• Free-text object descriptions
____________

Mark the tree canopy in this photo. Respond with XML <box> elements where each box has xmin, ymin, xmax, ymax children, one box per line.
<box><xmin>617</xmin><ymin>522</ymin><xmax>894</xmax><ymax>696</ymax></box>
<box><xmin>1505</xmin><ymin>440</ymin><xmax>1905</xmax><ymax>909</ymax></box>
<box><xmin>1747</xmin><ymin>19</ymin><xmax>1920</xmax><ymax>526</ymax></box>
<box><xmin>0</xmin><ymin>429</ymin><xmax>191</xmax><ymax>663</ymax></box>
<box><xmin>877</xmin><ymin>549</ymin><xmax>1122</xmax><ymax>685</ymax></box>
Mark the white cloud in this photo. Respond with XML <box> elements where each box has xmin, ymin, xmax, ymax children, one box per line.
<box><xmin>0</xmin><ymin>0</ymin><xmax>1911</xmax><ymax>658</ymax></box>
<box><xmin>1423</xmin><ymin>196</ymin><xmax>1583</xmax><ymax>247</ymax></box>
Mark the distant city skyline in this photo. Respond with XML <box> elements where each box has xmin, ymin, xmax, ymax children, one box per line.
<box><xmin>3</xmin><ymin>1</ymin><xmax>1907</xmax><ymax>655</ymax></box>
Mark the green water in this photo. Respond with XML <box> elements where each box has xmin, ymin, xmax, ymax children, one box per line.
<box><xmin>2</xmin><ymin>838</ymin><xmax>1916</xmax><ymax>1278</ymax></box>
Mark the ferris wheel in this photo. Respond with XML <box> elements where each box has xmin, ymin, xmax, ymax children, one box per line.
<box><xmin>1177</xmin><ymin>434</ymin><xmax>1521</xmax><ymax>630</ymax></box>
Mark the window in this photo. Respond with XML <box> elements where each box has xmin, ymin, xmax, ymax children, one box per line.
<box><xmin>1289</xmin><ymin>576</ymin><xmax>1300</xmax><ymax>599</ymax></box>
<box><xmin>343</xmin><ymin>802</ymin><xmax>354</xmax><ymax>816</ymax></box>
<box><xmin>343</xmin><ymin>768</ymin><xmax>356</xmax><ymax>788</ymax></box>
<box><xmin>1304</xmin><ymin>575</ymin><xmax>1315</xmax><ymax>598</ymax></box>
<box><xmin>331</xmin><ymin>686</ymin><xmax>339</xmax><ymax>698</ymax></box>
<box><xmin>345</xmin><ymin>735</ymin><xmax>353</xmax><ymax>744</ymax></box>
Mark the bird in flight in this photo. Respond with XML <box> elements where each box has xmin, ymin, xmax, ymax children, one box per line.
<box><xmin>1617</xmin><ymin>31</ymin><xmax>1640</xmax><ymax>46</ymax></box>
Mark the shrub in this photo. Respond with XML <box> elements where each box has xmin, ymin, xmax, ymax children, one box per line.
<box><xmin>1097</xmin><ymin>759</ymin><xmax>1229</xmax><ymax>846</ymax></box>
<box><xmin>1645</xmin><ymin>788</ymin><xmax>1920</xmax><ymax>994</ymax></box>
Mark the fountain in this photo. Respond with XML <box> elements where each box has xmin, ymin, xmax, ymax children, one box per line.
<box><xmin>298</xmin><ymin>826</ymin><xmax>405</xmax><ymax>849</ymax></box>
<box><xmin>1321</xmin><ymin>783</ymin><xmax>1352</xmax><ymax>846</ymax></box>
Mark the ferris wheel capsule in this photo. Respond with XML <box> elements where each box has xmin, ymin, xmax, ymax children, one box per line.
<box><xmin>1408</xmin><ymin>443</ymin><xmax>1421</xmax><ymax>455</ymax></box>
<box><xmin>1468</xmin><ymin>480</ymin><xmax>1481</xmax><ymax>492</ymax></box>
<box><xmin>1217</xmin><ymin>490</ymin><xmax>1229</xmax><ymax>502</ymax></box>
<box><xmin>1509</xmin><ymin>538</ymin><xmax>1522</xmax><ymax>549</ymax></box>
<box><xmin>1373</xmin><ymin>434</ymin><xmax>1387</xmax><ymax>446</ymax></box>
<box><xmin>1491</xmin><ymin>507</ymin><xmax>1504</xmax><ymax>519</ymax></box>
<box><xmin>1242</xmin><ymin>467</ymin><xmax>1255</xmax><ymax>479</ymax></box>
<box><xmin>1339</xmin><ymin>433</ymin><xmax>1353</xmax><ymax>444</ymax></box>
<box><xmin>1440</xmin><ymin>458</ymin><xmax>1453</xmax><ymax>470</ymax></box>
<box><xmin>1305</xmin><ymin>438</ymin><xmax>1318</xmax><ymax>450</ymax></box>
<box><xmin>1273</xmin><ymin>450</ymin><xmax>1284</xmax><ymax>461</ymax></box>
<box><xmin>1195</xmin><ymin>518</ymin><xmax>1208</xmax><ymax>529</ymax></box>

____________

• How to complete this task
Retype all of the entries. Keep each one exactly as written.

• Problem solution
Mark the tree canopy in this photo. Respond with XML <box> elements where each box has xmin, ymin, xmax, ymax children, one box per line.
<box><xmin>617</xmin><ymin>522</ymin><xmax>894</xmax><ymax>696</ymax></box>
<box><xmin>1505</xmin><ymin>440</ymin><xmax>1905</xmax><ymax>909</ymax></box>
<box><xmin>1747</xmin><ymin>19</ymin><xmax>1920</xmax><ymax>526</ymax></box>
<box><xmin>0</xmin><ymin>429</ymin><xmax>191</xmax><ymax>663</ymax></box>
<box><xmin>877</xmin><ymin>549</ymin><xmax>1122</xmax><ymax>685</ymax></box>
Mark the white cloud in this photo. Respond with XML <box> elements where each box has xmin, ymin, xmax, ymax children, one box per line.
<box><xmin>0</xmin><ymin>0</ymin><xmax>1911</xmax><ymax>658</ymax></box>
<box><xmin>1423</xmin><ymin>196</ymin><xmax>1583</xmax><ymax>247</ymax></box>
Mark the distant city skyline in this photo. Respond with XML <box> elements where each box has xmin, ymin, xmax, ymax children, one box per line.
<box><xmin>3</xmin><ymin>1</ymin><xmax>1907</xmax><ymax>655</ymax></box>
Mark the green water in this photo. Respond with XML <box> elements where each box has xmin, ymin, xmax, ymax children, one box per line.
<box><xmin>2</xmin><ymin>838</ymin><xmax>1916</xmax><ymax>1278</ymax></box>
Mark the ferris wheel in this photo. Respond with XML <box> elements where each box has xmin, ymin, xmax, ymax children, one box per line.
<box><xmin>1177</xmin><ymin>434</ymin><xmax>1521</xmax><ymax>630</ymax></box>
Mark the window in this photo. Respond with XML <box> elements where each box has xmin, ymin, xmax, ymax children, one box per line.
<box><xmin>1289</xmin><ymin>576</ymin><xmax>1300</xmax><ymax>599</ymax></box>
<box><xmin>343</xmin><ymin>802</ymin><xmax>354</xmax><ymax>816</ymax></box>
<box><xmin>343</xmin><ymin>768</ymin><xmax>356</xmax><ymax>788</ymax></box>
<box><xmin>1304</xmin><ymin>575</ymin><xmax>1315</xmax><ymax>598</ymax></box>
<box><xmin>331</xmin><ymin>686</ymin><xmax>339</xmax><ymax>698</ymax></box>
<box><xmin>345</xmin><ymin>735</ymin><xmax>353</xmax><ymax>744</ymax></box>
Mark the bird in flight in this photo. Respond with XML <box> elements where each box has xmin, ymin, xmax, ymax children, one box per line.
<box><xmin>1617</xmin><ymin>31</ymin><xmax>1640</xmax><ymax>46</ymax></box>
Mark the shrub in this photo. Respond with XML <box> elements where each box has xmin, ymin, xmax, ymax children, one box per line.
<box><xmin>1097</xmin><ymin>759</ymin><xmax>1229</xmax><ymax>846</ymax></box>
<box><xmin>1645</xmin><ymin>788</ymin><xmax>1920</xmax><ymax>994</ymax></box>
Mark the fountain in this photo. Respond with XML <box> elements where each box has xmin, ymin, xmax, ymax children, one box per line.
<box><xmin>298</xmin><ymin>826</ymin><xmax>405</xmax><ymax>849</ymax></box>
<box><xmin>1321</xmin><ymin>783</ymin><xmax>1352</xmax><ymax>846</ymax></box>
Mark the ferris wheel capsule in this photo. Respond with XML <box> elements where each box has xmin, ymin, xmax, ymax children, one box per line.
<box><xmin>1408</xmin><ymin>443</ymin><xmax>1421</xmax><ymax>455</ymax></box>
<box><xmin>1468</xmin><ymin>480</ymin><xmax>1481</xmax><ymax>492</ymax></box>
<box><xmin>1217</xmin><ymin>490</ymin><xmax>1229</xmax><ymax>502</ymax></box>
<box><xmin>1509</xmin><ymin>538</ymin><xmax>1522</xmax><ymax>549</ymax></box>
<box><xmin>1373</xmin><ymin>434</ymin><xmax>1387</xmax><ymax>446</ymax></box>
<box><xmin>1491</xmin><ymin>507</ymin><xmax>1504</xmax><ymax>519</ymax></box>
<box><xmin>1242</xmin><ymin>467</ymin><xmax>1255</xmax><ymax>479</ymax></box>
<box><xmin>1339</xmin><ymin>433</ymin><xmax>1353</xmax><ymax>444</ymax></box>
<box><xmin>1440</xmin><ymin>458</ymin><xmax>1453</xmax><ymax>470</ymax></box>
<box><xmin>1305</xmin><ymin>438</ymin><xmax>1318</xmax><ymax>450</ymax></box>
<box><xmin>1273</xmin><ymin>450</ymin><xmax>1284</xmax><ymax>461</ymax></box>
<box><xmin>1195</xmin><ymin>518</ymin><xmax>1208</xmax><ymax>529</ymax></box>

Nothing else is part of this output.